故郷は、、、

故郷は遠きにありて思うもの。

今日ふと思い出したのがこの言葉だ。

この言葉の真意を学んだのは中学生の頃だった。
学んだときはショックを受けた。
自分で想像していたものと大きく違ったからだ。

何せ中学生の頃の話だから、うろ覚えで申し訳ないけど、簡略して言うとこんな話だ。

これを謡った人は、遠く離れたところから故郷のことをずっと考えていた。
あそこへ帰りたい、と。
しかし、実際故郷に戻ってきてから受ける故郷の冷たい仕打ちに、彼は打ちひしがれる。
ああ、故郷は遠くで思う方がいい。
実際に故郷に戻ってもいいことなんかなかった、という思いだったそうだ。


前置きが長くなったけど、今日飛行機のチケットをキャンセルした。
もともとこちらに残るつもりで来たため、帰りのチケットはキャンセルする予定だった。
でも、私の中で地震があったため日本に帰りたい気持ちが高まっていて、キャンセルすることを少しだけ躊躇していた。

→ **課題 1**: 文書によると、中学生の頃にこの言葉の真意を学んだとき、筆者がショックを受けたのはなぜですか。

→ **データセット項目**:
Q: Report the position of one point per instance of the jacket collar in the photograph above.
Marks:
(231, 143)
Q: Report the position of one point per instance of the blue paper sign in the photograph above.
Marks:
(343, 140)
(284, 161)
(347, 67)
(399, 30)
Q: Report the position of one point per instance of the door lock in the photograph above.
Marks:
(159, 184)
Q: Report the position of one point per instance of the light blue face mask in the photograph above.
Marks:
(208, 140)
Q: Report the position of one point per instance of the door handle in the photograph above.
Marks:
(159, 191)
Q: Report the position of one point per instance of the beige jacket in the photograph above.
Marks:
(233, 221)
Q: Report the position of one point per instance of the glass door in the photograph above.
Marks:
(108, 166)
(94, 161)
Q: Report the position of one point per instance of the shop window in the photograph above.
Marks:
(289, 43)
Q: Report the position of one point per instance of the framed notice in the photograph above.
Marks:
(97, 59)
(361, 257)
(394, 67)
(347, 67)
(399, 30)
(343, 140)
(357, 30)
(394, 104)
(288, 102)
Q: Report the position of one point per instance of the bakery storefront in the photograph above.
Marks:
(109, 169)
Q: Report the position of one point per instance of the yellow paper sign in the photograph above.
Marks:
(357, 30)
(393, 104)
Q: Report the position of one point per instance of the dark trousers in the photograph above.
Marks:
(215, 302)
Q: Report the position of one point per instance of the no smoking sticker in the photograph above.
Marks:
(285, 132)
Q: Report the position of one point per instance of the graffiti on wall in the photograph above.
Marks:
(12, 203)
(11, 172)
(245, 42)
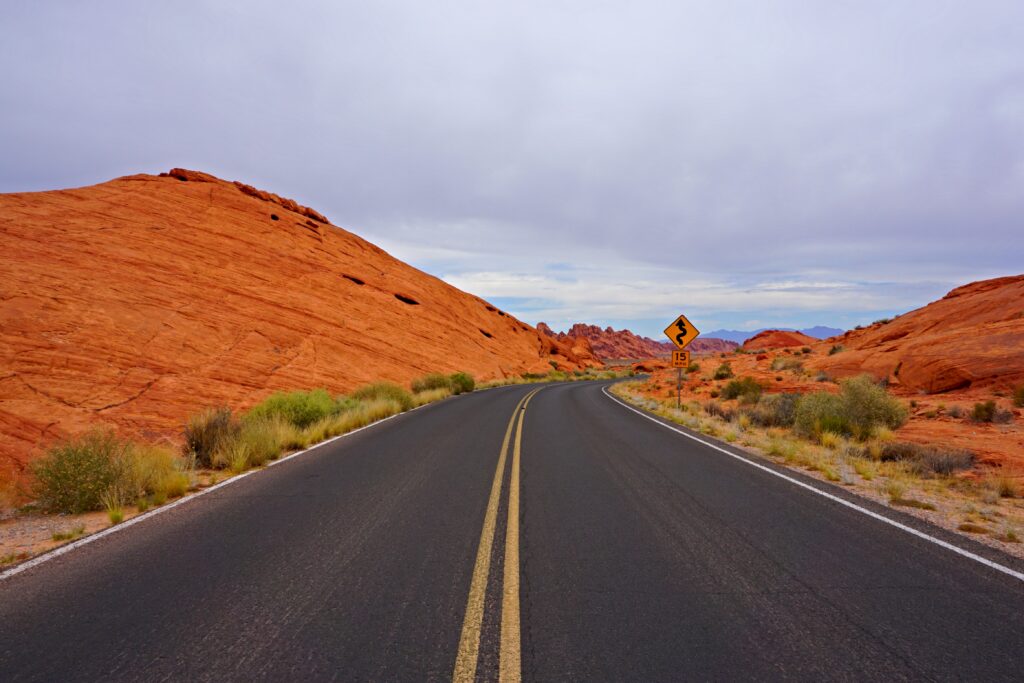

→ **課題 2**: レコードのうち「notice in the photograph above.」を含む行から始めて、レコードの最後の行までを、「photograph」を「image」に置き換え、それ以外は変えずに書き直してください。画像は含めないでください。

→ **解答全文 1**: 自分で想像していたものと、この言葉の真意が大きく違っていたからです。

→ **解答全文 2**:
Q: Report the position of one point per instance of the framed notice in the image above.
Marks:
(97, 59)
(361, 257)
(394, 67)
(347, 67)
(399, 30)
(343, 140)
(357, 30)
(394, 104)
(288, 102)
Q: Report the position of one point per instance of the bakery storefront in the image above.
Marks:
(109, 169)
Q: Report the position of one point per instance of the yellow paper sign in the image above.
Marks:
(357, 30)
(393, 104)
Q: Report the position of one point per instance of the dark trousers in the image above.
Marks:
(215, 302)
Q: Report the position of one point per instance of the no smoking sticker in the image above.
Marks:
(285, 132)
Q: Report the position of one point per instance of the graffiti on wall in the image above.
Marks:
(12, 203)
(11, 172)
(245, 42)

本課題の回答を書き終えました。